▸ Saved entries

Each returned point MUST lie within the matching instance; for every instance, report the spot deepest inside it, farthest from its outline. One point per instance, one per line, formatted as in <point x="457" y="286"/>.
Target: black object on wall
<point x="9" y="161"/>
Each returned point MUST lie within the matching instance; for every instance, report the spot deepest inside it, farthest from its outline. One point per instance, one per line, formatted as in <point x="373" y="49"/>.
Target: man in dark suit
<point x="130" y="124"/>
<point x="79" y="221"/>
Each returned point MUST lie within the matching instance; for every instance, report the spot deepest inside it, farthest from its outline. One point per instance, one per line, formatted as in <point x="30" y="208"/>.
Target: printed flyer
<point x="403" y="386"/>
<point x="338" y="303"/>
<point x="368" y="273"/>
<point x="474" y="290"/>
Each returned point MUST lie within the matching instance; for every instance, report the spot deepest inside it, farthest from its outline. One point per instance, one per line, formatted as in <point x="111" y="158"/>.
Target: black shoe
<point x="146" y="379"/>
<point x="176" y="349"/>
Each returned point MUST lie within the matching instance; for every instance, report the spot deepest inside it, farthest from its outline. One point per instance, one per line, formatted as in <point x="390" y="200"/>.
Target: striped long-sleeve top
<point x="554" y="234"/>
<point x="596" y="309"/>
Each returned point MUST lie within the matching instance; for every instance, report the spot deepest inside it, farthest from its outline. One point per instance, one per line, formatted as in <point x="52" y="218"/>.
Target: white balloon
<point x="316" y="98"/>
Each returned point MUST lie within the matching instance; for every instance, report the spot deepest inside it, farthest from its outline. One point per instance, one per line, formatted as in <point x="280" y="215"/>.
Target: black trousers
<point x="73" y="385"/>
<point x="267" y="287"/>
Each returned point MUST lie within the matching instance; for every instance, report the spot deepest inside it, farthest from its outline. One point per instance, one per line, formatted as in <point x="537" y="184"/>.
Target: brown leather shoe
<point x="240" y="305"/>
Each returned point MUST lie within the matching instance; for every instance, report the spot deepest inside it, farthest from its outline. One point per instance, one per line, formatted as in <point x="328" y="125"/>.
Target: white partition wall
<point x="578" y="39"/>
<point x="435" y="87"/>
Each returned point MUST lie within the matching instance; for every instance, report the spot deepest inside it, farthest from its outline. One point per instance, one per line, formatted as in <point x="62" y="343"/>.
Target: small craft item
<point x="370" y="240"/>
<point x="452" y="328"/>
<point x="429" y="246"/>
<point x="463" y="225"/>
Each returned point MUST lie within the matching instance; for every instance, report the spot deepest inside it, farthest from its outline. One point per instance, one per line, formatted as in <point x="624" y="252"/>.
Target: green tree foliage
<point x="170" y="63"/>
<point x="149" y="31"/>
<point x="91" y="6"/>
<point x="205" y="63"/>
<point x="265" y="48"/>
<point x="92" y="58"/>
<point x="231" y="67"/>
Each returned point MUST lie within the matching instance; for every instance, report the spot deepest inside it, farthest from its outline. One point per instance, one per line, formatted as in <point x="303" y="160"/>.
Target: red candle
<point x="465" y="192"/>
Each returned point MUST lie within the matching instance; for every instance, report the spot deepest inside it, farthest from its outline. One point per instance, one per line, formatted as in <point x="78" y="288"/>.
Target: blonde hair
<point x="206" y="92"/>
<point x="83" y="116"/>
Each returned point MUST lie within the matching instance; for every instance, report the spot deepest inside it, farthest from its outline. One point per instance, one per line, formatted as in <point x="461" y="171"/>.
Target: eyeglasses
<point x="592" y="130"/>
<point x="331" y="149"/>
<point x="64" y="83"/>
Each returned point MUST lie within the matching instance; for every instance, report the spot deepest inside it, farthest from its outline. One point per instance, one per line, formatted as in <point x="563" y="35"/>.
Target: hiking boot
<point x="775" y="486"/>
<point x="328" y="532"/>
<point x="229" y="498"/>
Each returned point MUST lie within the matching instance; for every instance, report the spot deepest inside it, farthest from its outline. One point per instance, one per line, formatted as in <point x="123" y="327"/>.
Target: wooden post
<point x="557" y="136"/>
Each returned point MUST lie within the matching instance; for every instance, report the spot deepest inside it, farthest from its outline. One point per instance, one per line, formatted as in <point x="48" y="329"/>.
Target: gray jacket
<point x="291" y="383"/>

▸ YOUR TASK
Please make an exact copy of each record.

▸ ANSWER SECTION
Each returned point MUST lie within the matching instance; for every instance, report the spot deepest inside it, farthest from its outline. One point per instance, one per line, formatted as in <point x="457" y="286"/>.
Target: black object on wall
<point x="9" y="161"/>
Each returned point MUST lie within the matching instance; for every instance, report the spot deepest inside it, farthest from its outline. One point per instance, one per line, formatted as in <point x="373" y="49"/>.
Target: man in dark suit
<point x="130" y="124"/>
<point x="79" y="221"/>
Each returned point MUST lie within the matching instance; for every instance, report the spot deepest inside it, farthest from its outline. One point per instance, one per line, formatted as in <point x="30" y="208"/>.
Target: printed flyer
<point x="403" y="386"/>
<point x="338" y="303"/>
<point x="368" y="273"/>
<point x="474" y="290"/>
Each returned point MUST lie within the matching instance; for every instance, report the spot deepest inside it, farthest from its outline. One point per instance, one per line, formatted as in <point x="111" y="158"/>.
Target: black shoe
<point x="146" y="379"/>
<point x="176" y="349"/>
Each returned point MUST lie within the matching instance; for every instance, report the spot deepest inside it, farthest from its outline. One point per instance, one per line, formatted as in <point x="390" y="200"/>.
Target: striped long-sleeve top
<point x="554" y="234"/>
<point x="596" y="309"/>
Each returned point MUST lie within the matching instance; for every instance, report the spot deepest inside it, farthest from its outline. One point per instance, one per line, formatted as in <point x="52" y="218"/>.
Target: white balloon
<point x="316" y="98"/>
Each returned point MUST lie within the matching instance; for every instance, report the spot deepest inside it, farthest from its outline. One point per instance, one per line, formatted as in <point x="280" y="215"/>.
Target: black trousers
<point x="73" y="385"/>
<point x="267" y="287"/>
Each returned point MUST lie within the matching instance; for every instance, report the spot deepest inside it, farthest from its outline. One point per instance, one per line, formatted as in <point x="537" y="184"/>.
Target: brown leather shoe
<point x="240" y="305"/>
Each returned point MUST lie within the matching instance; for every instance, report the spot deepest inside it, farthest from its outline. One point per instance, one per line, formatted as in <point x="328" y="125"/>.
Target: white partition wall
<point x="578" y="39"/>
<point x="435" y="87"/>
Each returned point MUST lie within the matching instance; for every instance, report the spot deepest inside it, farthest from its outline. One point per instance, one per line, formatted as in <point x="62" y="343"/>.
Target: small craft item
<point x="370" y="240"/>
<point x="452" y="328"/>
<point x="429" y="246"/>
<point x="463" y="225"/>
Each returned point MUST lie within the matching instance; for every instance, report the spot deepest inside it, farthest from its outline. One point per instance, one per line, formatted as in <point x="624" y="252"/>.
Target: green tree foliage
<point x="170" y="63"/>
<point x="149" y="31"/>
<point x="91" y="6"/>
<point x="205" y="63"/>
<point x="265" y="48"/>
<point x="92" y="58"/>
<point x="231" y="67"/>
Each returned point MUST lie within the matching instance; for every instance, report the spot deepest inside it, farthest from its outline. One point per instance, one per line, formatted as in <point x="303" y="160"/>.
Target: red candle
<point x="465" y="192"/>
Each returned point MUST lie within the matching instance; for every instance, report the spot deepest inside it, farthest from its outline. One point per instance, one per line, formatted as in <point x="78" y="288"/>.
Target: blonde hair
<point x="206" y="92"/>
<point x="83" y="116"/>
Each returned point MUST lie within the matching instance; for every instance, report the spot deepest inside it, farthest from its outline. One point per instance, one per line, formatted as in <point x="461" y="171"/>.
Target: eyeglasses
<point x="592" y="130"/>
<point x="331" y="149"/>
<point x="64" y="83"/>
Each returned point MUST lie within the matching instance; for every instance, report the spot deepest inside it, farthest from its outline. One point per instance, one per line, formatted as in <point x="563" y="35"/>.
Target: hiking boot
<point x="775" y="486"/>
<point x="328" y="532"/>
<point x="229" y="498"/>
Each returned point MUST lie within the matching instance; for every instance, report the spot deepest inside it, farthest from its outline. One point per instance, one per line, formatted as in <point x="123" y="327"/>.
Target: wooden post
<point x="557" y="136"/>
Each returned point MUST lie within the matching instance; for every instance, report the spot deepest inside it, farthest from its outline. One point per instance, one per line, formatted as in <point x="48" y="329"/>.
Target: gray jacket
<point x="291" y="383"/>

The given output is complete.